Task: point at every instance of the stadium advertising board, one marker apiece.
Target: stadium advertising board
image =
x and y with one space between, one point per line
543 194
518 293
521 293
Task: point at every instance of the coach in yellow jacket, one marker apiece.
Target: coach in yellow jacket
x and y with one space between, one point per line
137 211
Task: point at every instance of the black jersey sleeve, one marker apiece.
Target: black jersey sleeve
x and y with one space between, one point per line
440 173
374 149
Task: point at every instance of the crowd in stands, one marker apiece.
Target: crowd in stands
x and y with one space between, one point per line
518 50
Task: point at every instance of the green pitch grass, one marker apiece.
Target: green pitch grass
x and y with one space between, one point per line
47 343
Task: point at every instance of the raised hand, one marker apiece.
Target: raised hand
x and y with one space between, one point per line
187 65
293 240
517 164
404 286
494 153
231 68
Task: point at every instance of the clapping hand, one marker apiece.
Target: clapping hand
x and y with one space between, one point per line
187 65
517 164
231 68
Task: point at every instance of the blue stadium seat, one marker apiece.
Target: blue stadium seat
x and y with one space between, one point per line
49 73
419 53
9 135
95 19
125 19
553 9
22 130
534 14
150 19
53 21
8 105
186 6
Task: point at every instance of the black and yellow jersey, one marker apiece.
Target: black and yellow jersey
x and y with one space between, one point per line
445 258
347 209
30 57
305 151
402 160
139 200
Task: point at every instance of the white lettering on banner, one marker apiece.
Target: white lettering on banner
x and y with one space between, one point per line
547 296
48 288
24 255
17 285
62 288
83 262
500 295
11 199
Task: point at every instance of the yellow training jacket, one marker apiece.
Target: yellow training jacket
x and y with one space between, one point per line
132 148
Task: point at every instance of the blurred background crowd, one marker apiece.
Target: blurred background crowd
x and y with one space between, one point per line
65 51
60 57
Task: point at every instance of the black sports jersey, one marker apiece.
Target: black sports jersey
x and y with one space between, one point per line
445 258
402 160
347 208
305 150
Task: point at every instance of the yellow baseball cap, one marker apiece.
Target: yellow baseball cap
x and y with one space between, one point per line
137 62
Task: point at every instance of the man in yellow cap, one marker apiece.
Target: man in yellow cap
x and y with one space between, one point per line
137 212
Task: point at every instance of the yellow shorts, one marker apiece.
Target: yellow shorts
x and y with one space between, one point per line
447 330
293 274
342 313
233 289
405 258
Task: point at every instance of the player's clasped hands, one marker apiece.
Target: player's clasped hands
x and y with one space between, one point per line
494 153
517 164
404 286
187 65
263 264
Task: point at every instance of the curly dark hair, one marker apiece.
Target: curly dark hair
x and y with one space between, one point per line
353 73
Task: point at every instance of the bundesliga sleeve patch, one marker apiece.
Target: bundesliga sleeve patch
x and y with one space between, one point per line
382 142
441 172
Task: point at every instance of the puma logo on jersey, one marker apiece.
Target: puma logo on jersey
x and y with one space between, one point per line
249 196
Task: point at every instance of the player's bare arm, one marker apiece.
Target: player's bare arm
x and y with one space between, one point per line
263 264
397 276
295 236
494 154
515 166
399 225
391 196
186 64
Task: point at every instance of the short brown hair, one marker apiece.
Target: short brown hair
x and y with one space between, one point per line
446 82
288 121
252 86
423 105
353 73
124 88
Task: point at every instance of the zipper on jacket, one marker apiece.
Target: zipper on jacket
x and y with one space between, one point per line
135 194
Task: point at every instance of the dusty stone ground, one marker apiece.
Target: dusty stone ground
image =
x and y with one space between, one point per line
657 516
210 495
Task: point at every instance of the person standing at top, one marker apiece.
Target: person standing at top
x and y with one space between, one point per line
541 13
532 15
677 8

Activity: The lines above from the one containing "Task: point at every instance of the curly" through the one containing "Task: point at every instance of the bundesliga" are to be set down exactly, and no others.

Response to the task:
Task: point at every instance of the curly dark hair, one marker apiece.
Target: curly dark hair
x and y with one space between, one point per line
353 73
Task: point at every instance of the bundesliga sleeve patch, one marker apiece.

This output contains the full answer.